Ao menos 2 milhões de munições foram vendidas irregularmente no país durante a gestão Bolsonaro (PL), segundo relatório de auditoria do TCU (Tribunal de Contas da União).
Segundo dados do Sicovem (Sistema de Controle de Venda e Estoque de Munições), utilizado pelo Exército, as munições foram adquiridas utilizando CPFs de menores de 18 anos, bem como de pessoas falecidas, além de não informar o devido número de registro da arma.
A auditoria mostrou ainda que o sistema permitiu a venda de munições em calibres diferentes dos relativos às armas registradas. Por exemplo, foi possível comprar munição de fuzil 5,56 mm utilizando o documento de uma arma calibre 22.
Foram registradas 164 vendas a 151 CPFs de menores de 18 anos, além de 6.669 munições destinadas a pessoas falecidas. Outras 30.409 foram liberadas para armas que já constavam no sistema como perdidas, roubadas ou furtadas, e ainda 267.993 munições destinadas a colecionadores e armas de acervo de coleção que, na prática, não podem ser usadas. Os dados foram organizados pelo Instituto Sou da Paz.
Segundo Bruno Langeani, consultor sênior da entidade, após os problemas de liberação de armas com registro no Exército para criminosos, o ponto mais grave é o das munições.
“O sistema atual usado por lojistas é praticamente um formulário online, que aceita acriticamente qualquer informação fornecida, sem travas que previnam fraudes”, disse.
Como a Folha mostrou em novembro de 2022, uma organização criminosa liderada por irmãos gêmeos no Maranhão foi acusada de despejar cerca de 60 toneladas de munição no mercado ilegal do Brasil. Essa organização só conseguiu agir por conta de uma falha primária no Sicovem.
+ + +
▶ **TAREFAS E EXERCÍCIOS**
1: Responda às perguntas abaixo com base no texto sobre as munições vendidas irregularmente.
(a) Quantas vendas foram registradas a CPFs de menores de 18 anos?
(b) Qual é o cargo de Bruno Langeani no Instituto Sou da Paz?
(c) Cerca de quantas toneladas de munição a organização criminosa do Maranhão foi acusada de despejar no mercado ilegal?
2: Altere o trecho do texto sobre as munições que se abre com as palavras "Ao menos 2 milhões" e se fecha com "arma calibre 22.", escrevendo "fiscalização" no lugar de "auditoria".
+ + +
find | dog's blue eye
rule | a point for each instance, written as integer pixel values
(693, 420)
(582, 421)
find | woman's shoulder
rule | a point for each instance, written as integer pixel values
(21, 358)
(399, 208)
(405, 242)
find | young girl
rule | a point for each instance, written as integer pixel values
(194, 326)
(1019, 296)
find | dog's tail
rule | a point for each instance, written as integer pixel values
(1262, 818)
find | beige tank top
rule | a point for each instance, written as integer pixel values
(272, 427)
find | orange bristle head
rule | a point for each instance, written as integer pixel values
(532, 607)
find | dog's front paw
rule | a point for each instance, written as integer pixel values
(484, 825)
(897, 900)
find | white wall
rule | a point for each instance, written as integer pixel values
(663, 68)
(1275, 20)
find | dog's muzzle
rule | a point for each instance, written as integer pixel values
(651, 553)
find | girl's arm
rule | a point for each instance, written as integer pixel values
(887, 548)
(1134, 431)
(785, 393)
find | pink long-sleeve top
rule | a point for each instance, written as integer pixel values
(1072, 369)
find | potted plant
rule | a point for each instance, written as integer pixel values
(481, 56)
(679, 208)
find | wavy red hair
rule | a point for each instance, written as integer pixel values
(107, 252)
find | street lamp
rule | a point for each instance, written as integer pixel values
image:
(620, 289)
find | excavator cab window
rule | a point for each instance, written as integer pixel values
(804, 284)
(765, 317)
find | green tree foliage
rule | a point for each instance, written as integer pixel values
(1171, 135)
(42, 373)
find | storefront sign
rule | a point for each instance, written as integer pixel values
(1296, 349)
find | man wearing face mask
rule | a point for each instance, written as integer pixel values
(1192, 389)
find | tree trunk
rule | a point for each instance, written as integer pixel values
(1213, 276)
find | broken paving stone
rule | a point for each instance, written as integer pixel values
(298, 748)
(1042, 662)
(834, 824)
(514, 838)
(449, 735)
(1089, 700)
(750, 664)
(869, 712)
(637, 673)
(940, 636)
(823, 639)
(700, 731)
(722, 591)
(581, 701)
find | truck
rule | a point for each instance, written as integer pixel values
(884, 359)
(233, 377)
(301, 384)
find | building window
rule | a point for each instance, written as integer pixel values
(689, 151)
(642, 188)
+ + +
▶ **RESPOSTAS DAS TAREFAS**
1:
(a) 164 vendas.
(b) Consultor sênior.
(c) Cerca de 60 toneladas.

2:
Ao menos 2 milhões de munições foram vendidas irregularmente no país durante a gestão Bolsonaro (PL), segundo relatório de fiscalização do TCU (Tribunal de Contas da União).
Segundo dados do Sicovem (Sistema de Controle de Venda e Estoque de Munições), utilizado pelo Exército, as munições foram adquiridas utilizando CPFs de menores de 18 anos, bem como de pessoas falecidas, além de não informar o devido número de registro da arma.
A fiscalização mostrou ainda que o sistema permitiu a venda de munições em calibres diferentes dos relativos às armas registradas. Por exemplo, foi possível comprar munição de fuzil 5,56 mm utilizando o documento de uma arma calibre 22.